## Opdracht
Verzamel alle regels hieronder waarin het woord "overcast" voorkomt en schrijf ze over.
##### Uitgelichte regels #####
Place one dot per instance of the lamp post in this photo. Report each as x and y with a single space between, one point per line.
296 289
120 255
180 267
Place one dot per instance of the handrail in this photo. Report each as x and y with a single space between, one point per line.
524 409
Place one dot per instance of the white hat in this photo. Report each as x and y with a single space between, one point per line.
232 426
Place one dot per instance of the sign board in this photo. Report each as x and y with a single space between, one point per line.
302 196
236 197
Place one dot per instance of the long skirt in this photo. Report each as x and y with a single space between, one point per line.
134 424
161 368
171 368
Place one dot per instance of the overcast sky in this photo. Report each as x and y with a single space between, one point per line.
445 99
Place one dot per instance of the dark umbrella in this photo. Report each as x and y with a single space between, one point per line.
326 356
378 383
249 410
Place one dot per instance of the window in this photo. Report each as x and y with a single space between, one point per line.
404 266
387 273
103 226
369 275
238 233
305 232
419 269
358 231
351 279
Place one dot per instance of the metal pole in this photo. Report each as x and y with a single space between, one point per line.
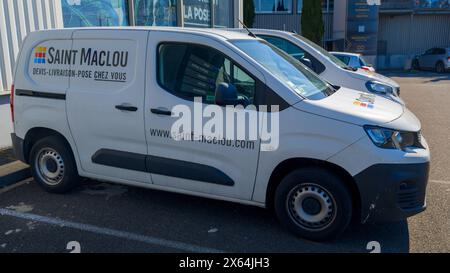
212 12
131 14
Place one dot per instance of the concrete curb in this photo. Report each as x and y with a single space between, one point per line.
13 172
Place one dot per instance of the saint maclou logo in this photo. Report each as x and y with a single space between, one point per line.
84 56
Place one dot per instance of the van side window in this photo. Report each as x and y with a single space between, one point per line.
295 51
189 71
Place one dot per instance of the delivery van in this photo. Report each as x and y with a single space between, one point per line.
329 67
102 103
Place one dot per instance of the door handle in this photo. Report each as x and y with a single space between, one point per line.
161 112
128 108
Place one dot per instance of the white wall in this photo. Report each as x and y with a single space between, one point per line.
17 19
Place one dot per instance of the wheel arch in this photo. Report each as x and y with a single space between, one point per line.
37 133
289 165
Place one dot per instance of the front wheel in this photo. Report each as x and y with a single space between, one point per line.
314 204
53 165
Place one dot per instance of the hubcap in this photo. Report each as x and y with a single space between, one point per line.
50 166
311 206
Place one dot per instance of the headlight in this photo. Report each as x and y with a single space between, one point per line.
378 87
392 139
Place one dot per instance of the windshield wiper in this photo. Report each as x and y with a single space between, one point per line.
350 68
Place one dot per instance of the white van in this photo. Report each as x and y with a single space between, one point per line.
329 67
99 103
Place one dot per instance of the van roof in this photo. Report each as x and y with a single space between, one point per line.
345 53
218 33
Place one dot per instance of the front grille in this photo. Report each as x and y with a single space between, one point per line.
409 196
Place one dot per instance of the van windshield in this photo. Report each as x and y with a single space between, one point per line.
325 53
286 68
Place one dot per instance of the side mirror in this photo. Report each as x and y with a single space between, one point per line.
226 94
306 62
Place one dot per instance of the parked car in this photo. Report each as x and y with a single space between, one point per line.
437 59
354 60
328 66
100 103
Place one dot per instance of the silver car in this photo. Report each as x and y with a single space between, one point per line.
436 58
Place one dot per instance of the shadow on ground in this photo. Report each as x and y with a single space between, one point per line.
221 225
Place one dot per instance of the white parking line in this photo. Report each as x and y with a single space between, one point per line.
109 232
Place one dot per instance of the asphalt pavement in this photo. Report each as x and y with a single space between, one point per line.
103 217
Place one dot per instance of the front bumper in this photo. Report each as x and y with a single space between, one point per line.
392 192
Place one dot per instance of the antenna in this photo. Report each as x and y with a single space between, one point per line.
251 34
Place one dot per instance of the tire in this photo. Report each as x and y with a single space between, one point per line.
314 204
440 68
416 65
53 165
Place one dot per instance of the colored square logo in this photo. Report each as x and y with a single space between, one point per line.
39 55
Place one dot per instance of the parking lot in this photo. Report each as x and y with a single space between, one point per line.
111 218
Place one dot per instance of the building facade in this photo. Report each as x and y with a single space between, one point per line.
19 17
388 32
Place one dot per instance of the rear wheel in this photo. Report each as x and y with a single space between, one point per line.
440 68
314 204
53 165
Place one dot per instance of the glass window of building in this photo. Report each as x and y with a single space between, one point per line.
327 5
87 13
223 13
197 13
273 6
155 12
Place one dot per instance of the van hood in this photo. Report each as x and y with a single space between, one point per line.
373 76
355 107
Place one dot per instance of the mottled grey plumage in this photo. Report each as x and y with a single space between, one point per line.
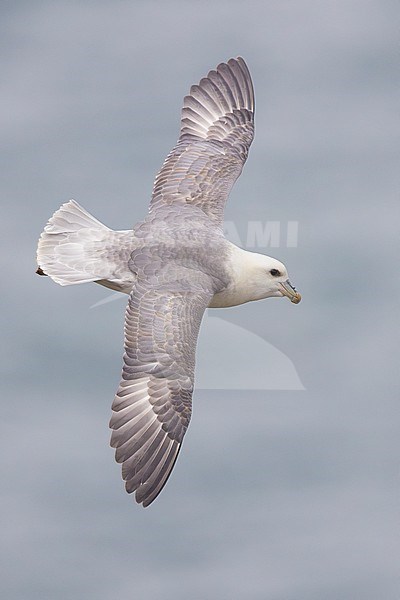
178 270
174 265
217 128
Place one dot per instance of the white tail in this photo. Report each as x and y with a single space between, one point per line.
70 247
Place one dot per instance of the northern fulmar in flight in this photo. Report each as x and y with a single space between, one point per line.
174 264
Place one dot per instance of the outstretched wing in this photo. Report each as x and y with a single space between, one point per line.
152 407
217 128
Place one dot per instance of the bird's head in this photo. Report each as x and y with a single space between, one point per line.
269 278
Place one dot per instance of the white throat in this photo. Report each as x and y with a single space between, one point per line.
247 282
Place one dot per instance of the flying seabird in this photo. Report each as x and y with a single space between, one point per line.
174 264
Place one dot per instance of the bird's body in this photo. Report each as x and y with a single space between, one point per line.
174 264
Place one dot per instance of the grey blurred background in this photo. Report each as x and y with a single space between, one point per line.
285 495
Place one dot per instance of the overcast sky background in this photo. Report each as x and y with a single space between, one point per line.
285 495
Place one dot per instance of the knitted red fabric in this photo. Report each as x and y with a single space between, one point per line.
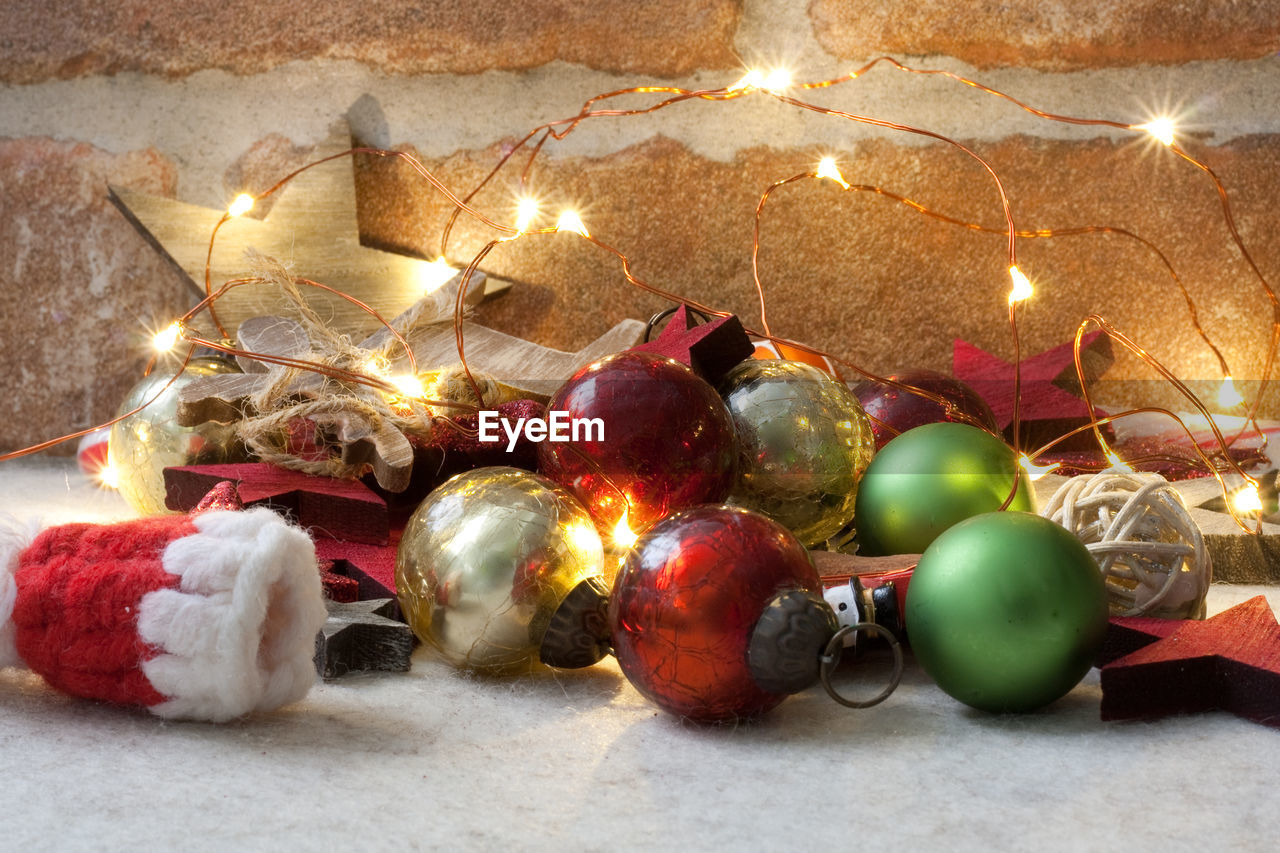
77 610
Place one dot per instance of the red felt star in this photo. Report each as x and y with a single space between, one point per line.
711 349
371 566
220 497
1229 662
325 506
1048 404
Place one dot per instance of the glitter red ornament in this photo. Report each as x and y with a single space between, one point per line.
686 605
667 442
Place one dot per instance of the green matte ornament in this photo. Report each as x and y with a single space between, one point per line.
929 478
1006 611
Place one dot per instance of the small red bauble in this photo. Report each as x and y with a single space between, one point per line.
668 442
686 603
903 410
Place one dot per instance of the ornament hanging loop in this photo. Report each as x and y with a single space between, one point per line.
831 657
663 314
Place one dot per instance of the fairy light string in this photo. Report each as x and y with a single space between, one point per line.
775 86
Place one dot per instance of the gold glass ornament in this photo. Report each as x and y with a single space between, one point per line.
804 443
485 562
145 443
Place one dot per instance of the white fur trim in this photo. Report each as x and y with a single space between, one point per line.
14 538
238 634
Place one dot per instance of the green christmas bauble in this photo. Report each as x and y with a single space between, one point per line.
929 478
151 439
1006 611
803 445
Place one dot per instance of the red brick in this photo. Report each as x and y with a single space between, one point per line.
74 37
867 278
77 286
1050 33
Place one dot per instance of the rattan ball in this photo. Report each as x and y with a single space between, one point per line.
1148 547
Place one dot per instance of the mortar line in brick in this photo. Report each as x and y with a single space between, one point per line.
205 121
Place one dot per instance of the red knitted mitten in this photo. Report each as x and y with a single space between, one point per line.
202 617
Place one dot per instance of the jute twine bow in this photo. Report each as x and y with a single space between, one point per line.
351 411
1150 550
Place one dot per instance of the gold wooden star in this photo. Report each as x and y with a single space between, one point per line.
311 228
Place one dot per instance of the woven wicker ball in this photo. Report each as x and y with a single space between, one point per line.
1150 550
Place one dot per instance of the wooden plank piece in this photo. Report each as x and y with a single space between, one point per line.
323 505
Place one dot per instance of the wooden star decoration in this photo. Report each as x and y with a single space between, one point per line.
325 506
1229 662
360 638
312 228
1048 404
711 349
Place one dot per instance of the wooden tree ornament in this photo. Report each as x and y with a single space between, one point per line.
360 637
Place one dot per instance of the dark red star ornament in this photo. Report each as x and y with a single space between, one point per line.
1050 404
1229 662
711 349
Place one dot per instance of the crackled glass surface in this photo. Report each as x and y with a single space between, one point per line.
803 446
487 559
145 443
686 601
667 439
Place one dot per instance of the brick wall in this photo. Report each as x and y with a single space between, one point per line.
199 100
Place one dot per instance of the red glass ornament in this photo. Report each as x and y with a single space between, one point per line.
667 443
903 410
686 601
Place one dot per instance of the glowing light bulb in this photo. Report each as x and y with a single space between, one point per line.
1228 396
1161 128
1036 471
1116 464
526 210
1247 500
1022 290
827 168
167 338
241 205
622 533
753 78
570 220
407 386
434 274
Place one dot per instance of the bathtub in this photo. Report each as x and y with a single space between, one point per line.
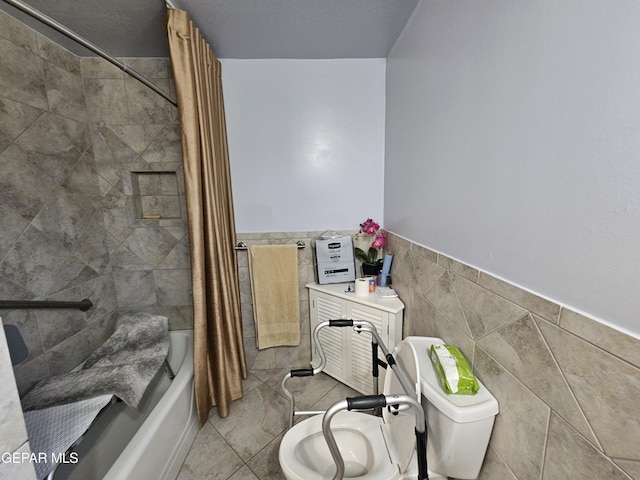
149 442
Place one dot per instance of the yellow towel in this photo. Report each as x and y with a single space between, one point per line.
274 286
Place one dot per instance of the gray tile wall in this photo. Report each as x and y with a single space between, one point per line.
567 385
73 132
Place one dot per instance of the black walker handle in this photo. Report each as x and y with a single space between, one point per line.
341 323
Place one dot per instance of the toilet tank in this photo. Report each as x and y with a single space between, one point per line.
458 426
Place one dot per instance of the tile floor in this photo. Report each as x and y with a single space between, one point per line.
244 445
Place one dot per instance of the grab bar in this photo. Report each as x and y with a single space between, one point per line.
243 246
83 305
374 401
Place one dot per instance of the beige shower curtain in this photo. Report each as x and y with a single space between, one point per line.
219 359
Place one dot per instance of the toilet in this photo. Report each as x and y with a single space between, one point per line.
374 448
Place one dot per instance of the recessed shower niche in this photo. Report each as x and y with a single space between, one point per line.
155 195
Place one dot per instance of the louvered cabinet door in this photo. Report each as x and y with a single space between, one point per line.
333 340
360 365
348 354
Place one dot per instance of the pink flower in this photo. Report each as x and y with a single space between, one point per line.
370 227
380 241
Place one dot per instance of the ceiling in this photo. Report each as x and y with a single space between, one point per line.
301 29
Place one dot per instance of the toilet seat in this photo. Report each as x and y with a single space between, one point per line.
388 443
358 435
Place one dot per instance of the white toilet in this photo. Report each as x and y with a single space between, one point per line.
374 448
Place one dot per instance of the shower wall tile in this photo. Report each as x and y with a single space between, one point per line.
567 385
33 261
146 106
135 288
68 145
24 187
55 144
22 77
169 285
63 219
15 118
164 147
12 227
57 55
65 91
106 100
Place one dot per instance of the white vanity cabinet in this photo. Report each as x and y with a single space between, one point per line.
349 353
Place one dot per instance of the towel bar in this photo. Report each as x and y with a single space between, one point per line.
83 305
243 246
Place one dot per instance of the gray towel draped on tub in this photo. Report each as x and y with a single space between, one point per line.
60 409
274 286
123 366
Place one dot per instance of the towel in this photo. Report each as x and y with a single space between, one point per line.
274 285
123 366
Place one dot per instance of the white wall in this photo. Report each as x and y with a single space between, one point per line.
513 145
306 142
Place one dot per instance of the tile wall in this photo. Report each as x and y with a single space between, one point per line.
567 385
74 133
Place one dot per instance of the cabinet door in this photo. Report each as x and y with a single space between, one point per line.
333 340
360 364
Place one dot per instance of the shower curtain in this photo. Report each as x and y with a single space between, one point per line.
219 361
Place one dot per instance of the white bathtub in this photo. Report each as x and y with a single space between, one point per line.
150 442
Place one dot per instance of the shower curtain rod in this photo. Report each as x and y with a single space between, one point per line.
85 43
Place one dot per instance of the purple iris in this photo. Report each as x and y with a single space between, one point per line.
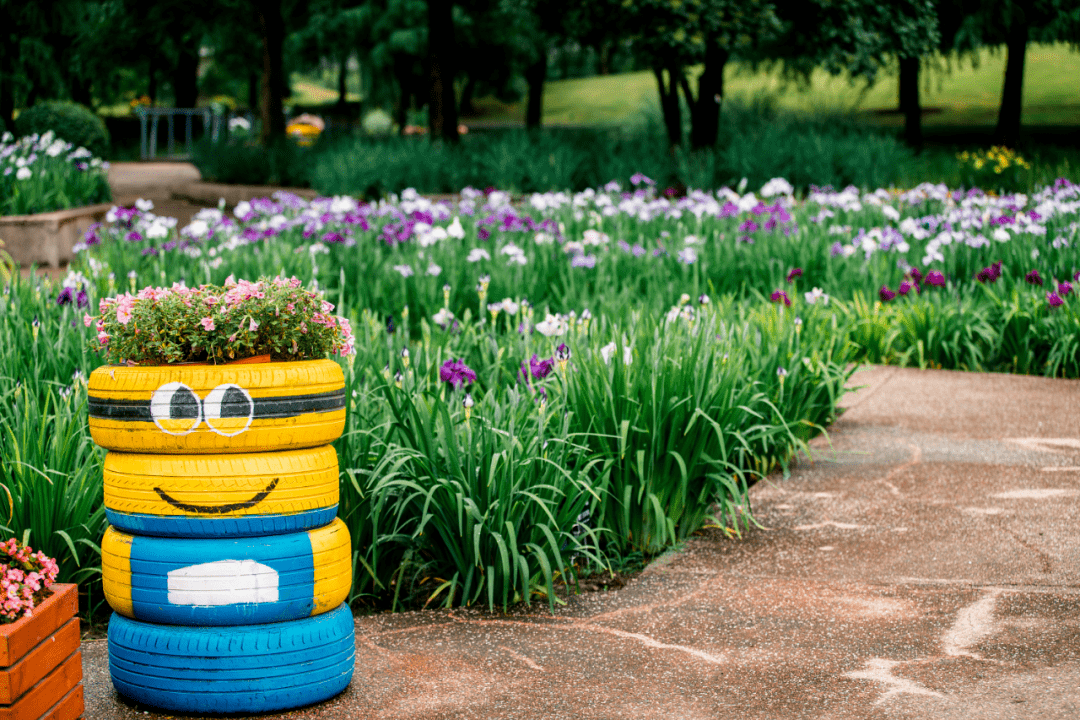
#####
## Resultaat oefening
Place one dot per instance of the overcast sky in this photo. Report each as x and y with a single space between, one point per line.
Place one dot per instance of the overcast sky background in this photo. Report each as x and y with a single space between, one point per line.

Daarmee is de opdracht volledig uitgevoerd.